◆ **Requirement**:
Reproduce the records below word for word, omitting the pictures.
[Begin Dataset excerpts]
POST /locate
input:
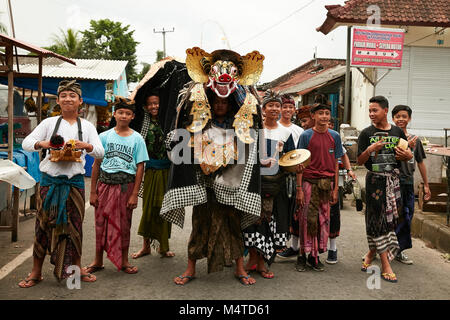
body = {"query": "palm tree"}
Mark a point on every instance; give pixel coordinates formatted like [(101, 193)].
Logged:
[(67, 43)]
[End Dataset excerpts]
◆ **Complete output**:
POST /locate
input:
body = {"query": "palm tree"}
Mark a point on every instance; give pixel coordinates formatted like [(101, 193)].
Logged:
[(67, 43)]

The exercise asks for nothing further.